*Objective*.
Return every one of the following items verbatim, keeping each line unchanged and in its original order.

------------------------------------

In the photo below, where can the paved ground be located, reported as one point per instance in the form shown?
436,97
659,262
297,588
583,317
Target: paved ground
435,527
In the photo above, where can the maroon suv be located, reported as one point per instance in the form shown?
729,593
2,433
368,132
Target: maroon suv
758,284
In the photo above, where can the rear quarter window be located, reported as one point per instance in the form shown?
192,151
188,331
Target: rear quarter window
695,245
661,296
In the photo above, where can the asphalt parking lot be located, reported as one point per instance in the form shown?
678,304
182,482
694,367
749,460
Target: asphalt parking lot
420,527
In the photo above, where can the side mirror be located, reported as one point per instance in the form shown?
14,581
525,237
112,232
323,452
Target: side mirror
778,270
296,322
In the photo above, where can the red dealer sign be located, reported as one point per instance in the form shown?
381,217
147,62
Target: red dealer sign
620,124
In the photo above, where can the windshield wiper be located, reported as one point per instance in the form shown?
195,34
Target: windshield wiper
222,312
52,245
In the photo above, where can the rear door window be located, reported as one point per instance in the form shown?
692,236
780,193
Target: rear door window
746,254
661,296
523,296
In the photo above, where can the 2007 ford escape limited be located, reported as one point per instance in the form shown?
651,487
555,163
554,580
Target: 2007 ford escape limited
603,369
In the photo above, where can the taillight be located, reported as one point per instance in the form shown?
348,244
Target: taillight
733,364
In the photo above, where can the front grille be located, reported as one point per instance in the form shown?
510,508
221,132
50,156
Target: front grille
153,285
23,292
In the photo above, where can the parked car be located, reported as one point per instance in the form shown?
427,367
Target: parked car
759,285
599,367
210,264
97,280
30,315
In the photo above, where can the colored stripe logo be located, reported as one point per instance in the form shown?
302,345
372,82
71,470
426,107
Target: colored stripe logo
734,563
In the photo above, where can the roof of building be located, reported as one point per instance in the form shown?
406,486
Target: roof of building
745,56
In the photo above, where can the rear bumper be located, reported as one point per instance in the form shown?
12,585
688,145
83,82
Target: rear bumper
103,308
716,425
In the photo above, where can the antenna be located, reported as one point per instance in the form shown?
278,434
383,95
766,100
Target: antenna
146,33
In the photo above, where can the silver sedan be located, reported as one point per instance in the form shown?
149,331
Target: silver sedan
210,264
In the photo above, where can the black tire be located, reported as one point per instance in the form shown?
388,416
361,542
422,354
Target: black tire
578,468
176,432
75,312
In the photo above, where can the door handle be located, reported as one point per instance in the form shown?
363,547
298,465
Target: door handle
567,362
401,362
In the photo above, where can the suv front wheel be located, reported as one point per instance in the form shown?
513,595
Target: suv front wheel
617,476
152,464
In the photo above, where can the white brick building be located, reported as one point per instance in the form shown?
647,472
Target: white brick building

------------------------------------

*Exercise result*.
In the photo below, where can the paved ground be located, reported as one point per instance in the form shown?
436,97
659,262
297,588
583,317
Target: paved ground
435,527
In the photo above, where can the maroon suv be located, reported as one point per instance in the form shown?
729,593
2,433
368,132
Target: maroon suv
758,284
In the photo above, where can the rear quarter window be located, reported as one point per instance in the form shown?
192,151
188,331
Target: rear quarter window
695,245
661,296
In the photo above, where can the asphalt parking lot be located, reported as one point per instance in the form shown?
678,304
182,482
694,367
749,460
Target: asphalt parking lot
420,527
In the photo above, where can the side mirror be located, reported as one point per instance in the form shown?
14,581
525,237
112,232
323,452
Target: side mirror
778,270
296,322
In the photo above, where can the red dealer sign be located, reported as one point per instance in the form shown?
381,217
147,62
Target: red dealer sign
620,124
In the photo above, where can the windshield wiper be located, reported as one point per instance in the form shown?
195,34
Target: windshield wiper
222,312
52,245
In the photo above, where can the rear door window be located, reported as one point per instance in the form shown?
692,236
780,193
Target: rear door window
746,254
661,296
523,296
In the photo above, where can the 2007 ford escape limited be located, reported as one point per instance in the form shown?
651,487
555,163
554,580
Target: 2007 ford escape limited
603,369
In the photo above, where can the taillight be located, reported as one point per instance in the form shown?
348,244
Target: taillight
733,364
In the photo above, where can the front grille be located, reported as one point per instance in the form shown?
510,508
221,132
50,156
Target: front grille
153,285
23,292
In the photo above, where can the parked car be located, reported as one point per instance in the form shown?
427,367
Target: parked car
759,285
599,367
210,264
97,280
30,315
In the photo above, where can the colored stripe logo be located, reported as one point per instance in the form shown?
302,345
372,82
71,470
426,107
Target: colored stripe logo
734,563
In the photo above, where can the roof of building be located, reported as one point per instance in the form shown?
406,486
Target: roof of building
745,56
In the photo above, where can the rear bumper be located, reported as one point per instance in the form shown?
12,585
688,145
83,82
Target: rear bumper
103,308
716,425
In the photo above, where can the antenna be located, reported as one point per instance in the form shown?
278,434
383,95
766,100
Target: antenna
146,33
In the photo above, where can the silver sedan be located, reported as one point per instance in the form shown?
149,331
Target: silver sedan
210,264
In the photo above, where can the black tire be located, reported as one point per instance in the form shown?
388,416
361,542
422,354
Target: black tire
578,468
176,432
75,312
In the photo above, where can the door handle be located, reported as one point per instance in the form shown?
363,547
298,465
Target: door handle
567,362
401,362
In the photo above, where can the suv front wheel be located, reported as one point per instance in the form shown?
513,595
Target: suv front wheel
617,476
152,464
In the photo above, where can the white brick building be located, reported as one point per instance in the form shown?
647,472
Target: white brick building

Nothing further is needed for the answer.